*** Opening INFORMATION GIVEN ***
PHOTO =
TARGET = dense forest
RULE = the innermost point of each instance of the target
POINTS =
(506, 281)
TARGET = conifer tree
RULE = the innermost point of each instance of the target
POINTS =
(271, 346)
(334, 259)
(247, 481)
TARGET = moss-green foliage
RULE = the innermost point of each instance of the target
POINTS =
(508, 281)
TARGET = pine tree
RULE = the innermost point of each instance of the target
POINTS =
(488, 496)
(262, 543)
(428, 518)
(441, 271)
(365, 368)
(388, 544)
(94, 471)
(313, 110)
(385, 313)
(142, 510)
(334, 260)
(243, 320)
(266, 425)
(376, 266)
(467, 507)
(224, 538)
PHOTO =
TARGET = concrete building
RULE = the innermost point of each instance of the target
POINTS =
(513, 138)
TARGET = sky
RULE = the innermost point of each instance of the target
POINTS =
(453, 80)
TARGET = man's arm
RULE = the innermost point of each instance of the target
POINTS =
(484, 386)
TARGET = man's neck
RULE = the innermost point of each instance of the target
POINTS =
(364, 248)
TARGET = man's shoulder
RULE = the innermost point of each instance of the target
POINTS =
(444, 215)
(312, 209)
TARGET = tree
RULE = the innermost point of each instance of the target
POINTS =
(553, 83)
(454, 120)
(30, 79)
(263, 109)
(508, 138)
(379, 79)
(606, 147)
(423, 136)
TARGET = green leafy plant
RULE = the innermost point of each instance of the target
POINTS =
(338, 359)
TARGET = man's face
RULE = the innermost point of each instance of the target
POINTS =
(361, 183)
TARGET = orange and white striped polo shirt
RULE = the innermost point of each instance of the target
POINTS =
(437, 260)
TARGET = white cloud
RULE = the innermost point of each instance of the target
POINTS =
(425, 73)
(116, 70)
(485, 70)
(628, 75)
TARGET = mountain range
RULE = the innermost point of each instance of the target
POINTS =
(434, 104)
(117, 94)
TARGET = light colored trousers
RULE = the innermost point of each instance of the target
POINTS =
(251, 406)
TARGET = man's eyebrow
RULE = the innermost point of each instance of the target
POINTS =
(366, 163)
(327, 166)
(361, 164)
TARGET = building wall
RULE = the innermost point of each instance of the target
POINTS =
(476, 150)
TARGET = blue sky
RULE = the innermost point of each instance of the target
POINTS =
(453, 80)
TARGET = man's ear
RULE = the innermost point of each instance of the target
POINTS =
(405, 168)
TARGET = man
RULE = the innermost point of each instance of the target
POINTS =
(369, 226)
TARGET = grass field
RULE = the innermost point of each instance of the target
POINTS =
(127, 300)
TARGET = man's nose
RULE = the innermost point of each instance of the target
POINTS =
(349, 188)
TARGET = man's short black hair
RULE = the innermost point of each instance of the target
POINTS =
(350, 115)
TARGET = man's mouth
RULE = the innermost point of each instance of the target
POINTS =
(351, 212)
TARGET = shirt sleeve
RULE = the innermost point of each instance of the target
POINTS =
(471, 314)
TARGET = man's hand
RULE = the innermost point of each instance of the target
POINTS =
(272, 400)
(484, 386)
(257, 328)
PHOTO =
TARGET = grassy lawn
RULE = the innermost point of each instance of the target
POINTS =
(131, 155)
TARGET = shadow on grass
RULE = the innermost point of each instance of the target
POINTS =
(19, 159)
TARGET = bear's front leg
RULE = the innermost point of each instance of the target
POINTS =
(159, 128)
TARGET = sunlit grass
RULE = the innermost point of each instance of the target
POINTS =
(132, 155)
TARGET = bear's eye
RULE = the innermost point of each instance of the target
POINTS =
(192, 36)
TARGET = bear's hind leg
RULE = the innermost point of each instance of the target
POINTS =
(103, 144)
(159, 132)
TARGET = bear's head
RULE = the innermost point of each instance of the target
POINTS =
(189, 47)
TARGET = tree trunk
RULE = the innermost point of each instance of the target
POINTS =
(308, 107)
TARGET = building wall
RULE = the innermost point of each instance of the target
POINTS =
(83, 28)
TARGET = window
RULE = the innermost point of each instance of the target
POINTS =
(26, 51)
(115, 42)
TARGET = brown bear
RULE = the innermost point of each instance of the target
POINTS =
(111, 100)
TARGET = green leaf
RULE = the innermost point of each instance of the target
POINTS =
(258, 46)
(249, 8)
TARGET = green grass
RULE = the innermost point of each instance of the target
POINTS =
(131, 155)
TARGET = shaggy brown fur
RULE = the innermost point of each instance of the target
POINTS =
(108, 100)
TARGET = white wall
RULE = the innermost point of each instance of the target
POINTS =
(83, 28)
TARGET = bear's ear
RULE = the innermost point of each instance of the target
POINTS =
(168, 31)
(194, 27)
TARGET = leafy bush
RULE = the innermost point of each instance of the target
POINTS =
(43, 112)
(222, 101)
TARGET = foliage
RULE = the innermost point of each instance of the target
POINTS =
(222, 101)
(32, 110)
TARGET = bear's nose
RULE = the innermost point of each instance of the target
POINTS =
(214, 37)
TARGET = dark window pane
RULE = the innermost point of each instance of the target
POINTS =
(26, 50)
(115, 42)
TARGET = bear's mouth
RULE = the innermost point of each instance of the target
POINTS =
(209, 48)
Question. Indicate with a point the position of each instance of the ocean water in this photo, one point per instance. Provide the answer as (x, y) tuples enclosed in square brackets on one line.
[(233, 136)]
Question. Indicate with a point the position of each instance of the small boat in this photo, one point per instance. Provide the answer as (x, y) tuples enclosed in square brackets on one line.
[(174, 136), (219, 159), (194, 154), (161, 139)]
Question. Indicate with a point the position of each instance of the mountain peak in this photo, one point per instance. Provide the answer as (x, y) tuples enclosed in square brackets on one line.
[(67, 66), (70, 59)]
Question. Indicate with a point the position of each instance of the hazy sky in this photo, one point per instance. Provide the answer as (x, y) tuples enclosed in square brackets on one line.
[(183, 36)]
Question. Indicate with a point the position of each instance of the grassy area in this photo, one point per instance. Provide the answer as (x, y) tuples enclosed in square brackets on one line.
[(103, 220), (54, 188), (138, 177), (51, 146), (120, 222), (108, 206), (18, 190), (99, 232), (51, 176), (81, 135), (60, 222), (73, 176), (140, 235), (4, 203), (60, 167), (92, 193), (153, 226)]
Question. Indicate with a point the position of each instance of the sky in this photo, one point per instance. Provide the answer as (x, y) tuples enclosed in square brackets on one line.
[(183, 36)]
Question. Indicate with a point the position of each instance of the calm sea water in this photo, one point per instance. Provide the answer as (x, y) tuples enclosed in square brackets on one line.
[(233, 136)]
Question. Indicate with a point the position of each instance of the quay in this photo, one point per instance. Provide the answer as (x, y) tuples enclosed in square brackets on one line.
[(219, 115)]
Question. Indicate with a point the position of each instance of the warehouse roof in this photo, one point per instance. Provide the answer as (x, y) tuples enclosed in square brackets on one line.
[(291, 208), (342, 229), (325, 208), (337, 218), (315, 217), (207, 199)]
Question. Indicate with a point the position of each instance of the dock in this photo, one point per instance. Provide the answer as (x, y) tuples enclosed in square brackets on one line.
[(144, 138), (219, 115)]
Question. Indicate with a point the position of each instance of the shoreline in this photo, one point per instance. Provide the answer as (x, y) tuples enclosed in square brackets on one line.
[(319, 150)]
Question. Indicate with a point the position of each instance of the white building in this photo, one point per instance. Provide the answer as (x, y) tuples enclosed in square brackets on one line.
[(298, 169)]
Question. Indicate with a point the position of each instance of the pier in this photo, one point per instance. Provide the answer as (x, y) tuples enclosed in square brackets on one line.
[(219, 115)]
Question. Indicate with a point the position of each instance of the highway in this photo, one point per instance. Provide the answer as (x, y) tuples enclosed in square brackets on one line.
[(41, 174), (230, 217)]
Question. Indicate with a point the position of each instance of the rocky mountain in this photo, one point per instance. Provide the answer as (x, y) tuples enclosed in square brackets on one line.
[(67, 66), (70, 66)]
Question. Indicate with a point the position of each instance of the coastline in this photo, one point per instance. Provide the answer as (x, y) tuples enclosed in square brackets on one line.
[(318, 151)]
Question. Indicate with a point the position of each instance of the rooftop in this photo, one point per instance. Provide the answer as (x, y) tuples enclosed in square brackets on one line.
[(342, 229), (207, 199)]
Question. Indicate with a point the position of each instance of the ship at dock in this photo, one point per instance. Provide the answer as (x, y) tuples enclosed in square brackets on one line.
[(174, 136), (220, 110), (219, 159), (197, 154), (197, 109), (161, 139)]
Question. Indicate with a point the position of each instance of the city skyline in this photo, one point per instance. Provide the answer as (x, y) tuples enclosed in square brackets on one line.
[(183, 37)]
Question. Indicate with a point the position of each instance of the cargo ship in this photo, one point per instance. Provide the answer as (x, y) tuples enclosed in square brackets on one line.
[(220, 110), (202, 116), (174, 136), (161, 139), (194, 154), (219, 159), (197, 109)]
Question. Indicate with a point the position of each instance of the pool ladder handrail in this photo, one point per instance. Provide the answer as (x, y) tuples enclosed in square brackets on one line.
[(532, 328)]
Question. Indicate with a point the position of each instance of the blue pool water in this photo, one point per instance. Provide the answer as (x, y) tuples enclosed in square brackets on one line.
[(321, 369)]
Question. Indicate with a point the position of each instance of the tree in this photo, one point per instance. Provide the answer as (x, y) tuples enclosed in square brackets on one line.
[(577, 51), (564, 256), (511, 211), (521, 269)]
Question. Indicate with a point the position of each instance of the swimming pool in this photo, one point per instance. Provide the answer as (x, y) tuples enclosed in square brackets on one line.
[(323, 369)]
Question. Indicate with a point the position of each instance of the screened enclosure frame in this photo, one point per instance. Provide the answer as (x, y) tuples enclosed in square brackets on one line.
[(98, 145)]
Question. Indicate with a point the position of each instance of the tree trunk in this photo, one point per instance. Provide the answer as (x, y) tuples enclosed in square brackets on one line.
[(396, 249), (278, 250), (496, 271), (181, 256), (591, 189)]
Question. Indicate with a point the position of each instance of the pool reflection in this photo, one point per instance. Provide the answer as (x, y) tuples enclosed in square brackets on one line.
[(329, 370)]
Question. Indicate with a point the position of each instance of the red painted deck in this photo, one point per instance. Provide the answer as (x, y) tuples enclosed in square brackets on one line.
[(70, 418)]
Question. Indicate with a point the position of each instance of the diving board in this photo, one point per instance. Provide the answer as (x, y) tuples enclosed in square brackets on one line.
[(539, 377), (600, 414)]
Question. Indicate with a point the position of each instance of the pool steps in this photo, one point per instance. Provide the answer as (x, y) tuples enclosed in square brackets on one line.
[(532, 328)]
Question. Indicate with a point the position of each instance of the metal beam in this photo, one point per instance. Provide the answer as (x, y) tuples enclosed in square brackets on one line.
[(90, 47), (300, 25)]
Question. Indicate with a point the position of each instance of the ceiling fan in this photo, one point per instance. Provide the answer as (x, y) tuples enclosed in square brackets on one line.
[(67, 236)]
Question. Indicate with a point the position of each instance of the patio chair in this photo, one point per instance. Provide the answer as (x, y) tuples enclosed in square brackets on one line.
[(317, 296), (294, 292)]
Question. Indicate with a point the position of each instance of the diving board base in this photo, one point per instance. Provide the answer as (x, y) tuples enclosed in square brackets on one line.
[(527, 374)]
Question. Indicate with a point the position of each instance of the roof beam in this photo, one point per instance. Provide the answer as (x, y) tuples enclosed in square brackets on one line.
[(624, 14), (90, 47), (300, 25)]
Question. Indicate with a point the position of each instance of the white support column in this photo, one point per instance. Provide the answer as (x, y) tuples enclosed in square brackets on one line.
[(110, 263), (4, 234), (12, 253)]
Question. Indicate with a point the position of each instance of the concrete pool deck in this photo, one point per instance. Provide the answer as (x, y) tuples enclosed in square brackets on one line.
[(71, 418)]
*** Closing INFORMATION GIVEN ***
=== EXERCISE DETAILS ===
There is a run of lines above from the one with "TARGET = concrete building" to the one with "TARGET = shirt sleeve"; print exactly that run, both ends included, and nothing else.

=== EXPECTED ANSWER ===
TARGET = concrete building
RULE = the innermost point of each instance of the target
POINTS =
(513, 138)
TARGET = sky
RULE = the innermost point of each instance of the target
POINTS =
(453, 80)
TARGET = man's arm
RULE = the innermost point of each instance of the target
POINTS =
(484, 386)
TARGET = man's neck
RULE = the innermost point of each instance of the target
POINTS =
(364, 248)
TARGET = man's shoulder
RULE = the innermost point of each instance of the target
POINTS =
(444, 215)
(312, 209)
TARGET = tree
RULE = the innermost point of each instance of the target
POINTS =
(553, 83)
(454, 120)
(30, 79)
(263, 109)
(508, 138)
(379, 79)
(606, 147)
(423, 136)
TARGET = green leafy plant
RULE = the innermost point of each instance of the target
POINTS =
(338, 359)
TARGET = man's face
RULE = the innermost point of each instance of the target
POINTS =
(361, 183)
TARGET = orange and white striped polo shirt
RULE = the innermost point of each instance of the target
POINTS =
(437, 260)
TARGET = white cloud
RULE = the innermost point of each instance of the target
POINTS =
(425, 73)
(116, 70)
(485, 70)
(628, 75)
TARGET = mountain range
RULE = the innermost point of each instance of the target
POINTS =
(434, 104)
(117, 94)
TARGET = light colored trousers
RULE = the innermost point of each instance of the target
POINTS =
(251, 406)
TARGET = man's eyebrow
RULE = the innermost point of each instance of the target
POINTS =
(366, 163)
(327, 166)
(361, 164)
TARGET = building wall
RULE = the innermost point of each instance of the target
POINTS =
(476, 150)
TARGET = blue sky
RULE = the innermost point of each instance of the target
POINTS =
(453, 80)
TARGET = man's ear
RULE = the innermost point of each instance of the target
POINTS =
(405, 168)
TARGET = man
RULE = the innermost point of each instance of the target
POINTS =
(369, 226)
TARGET = grass field
RULE = the innermost point of each instance of the target
POINTS =
(127, 300)
TARGET = man's nose
RULE = the innermost point of each instance of the target
POINTS =
(349, 188)
TARGET = man's short black hair
RULE = the innermost point of each instance of the target
POINTS =
(350, 115)
TARGET = man's mouth
RULE = the innermost point of each instance of the target
POINTS =
(351, 212)
TARGET = shirt sleeve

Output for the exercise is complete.